**Exercise tasks:**
• 1. Translate the sentence "MSF's activities are currently focused in Dogdoré." from the report on aid in eastern Chad into Spanish.
• 2. Rewrite the stretch of the report on aid in eastern Chad from "MSF's activities are" through "Coordinator Corine Wagner.", putting "clinic" in place of "health center".
• 3. Write the next part of the report on aid in eastern Chad, picking up after its final sentence.

*** Opening of Extract to read ***

Aid must get underway before the rainy season

"After a two-week visit to Chad, I think there is a significant risk of emergency in the coming months," Emmanuel Drouhin, MSF Program Manager for Chad, said. "In the east, aid is concentrated primarily on refugees from Darfur, ignoring the displaced persons. Today, organizations are starting to focus on them but enough assistance has yet to arrive. The international community must step up to its responsibilities and send more aid to eastern Chad quickly. In two months, the roads will be impassable because of the rains and it will become much more difficult to reach the displaced populations there."

Strengthening MSF's activities - four priorities: health care, food, water and shelters

MSF's activities are currently focused in Dogdoré.

"In June 2006, we created a health center and 28-bed hospital there and are providing around 15 liters of water per day to the displaced persons and residents," said Field Coordinator Corine Wagner.

*** Close of Extract to read ***
*** Opening of Record set ***

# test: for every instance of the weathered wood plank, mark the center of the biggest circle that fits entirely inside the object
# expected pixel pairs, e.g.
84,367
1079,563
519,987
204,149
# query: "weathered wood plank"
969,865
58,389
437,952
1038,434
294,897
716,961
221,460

*** Close of Record set ***

**Answers for the exercise:**
• 1. Las actividades de MSF se concentran actualmente en Dogdoré.

• 2.
MSF's activities are currently focused in Dogdoré.

"In June 2006, we created a clinic and 28-bed hospital there and are providing around 15 liters of water per day to the displaced persons and residents," said Field Coordinator Corine Wagner.

• 3.
Every Thursday, an outpatient center treats malnourished children enrolled in the program. They receive a medical check-up and additional supplies of Plumpy'nut. Only the most serious cases (those with a related illness) are hospitalized. The Dogdoré program was suspended on March 28 for security reasons but reopened on April 16.

A measles vaccination campaign targeting all children under-15 (approximately 13,000) is scheduled to begin within the next ten days. Simultaneously, all children under-5 (approximately 6,000) will receive a month's supply of Plumpy'nut packets to prevent their nutritional status from worsening.

Plumpy'nut is a ready-to-use therapeutic food made of peanut butter, enriched with vitamins and micronutrients. This operation, known as a blanket feeding, will be repeated until September. To increase water supplies, a drill to create new, or improve, water supplies will boost distribution to 20 liters per person per day.

To improve the displaced persons' living conditions, we will soon send 5,000 to 6,000 tents. We will build latrines in the camps to improve hygiene if no other organization is able to do so.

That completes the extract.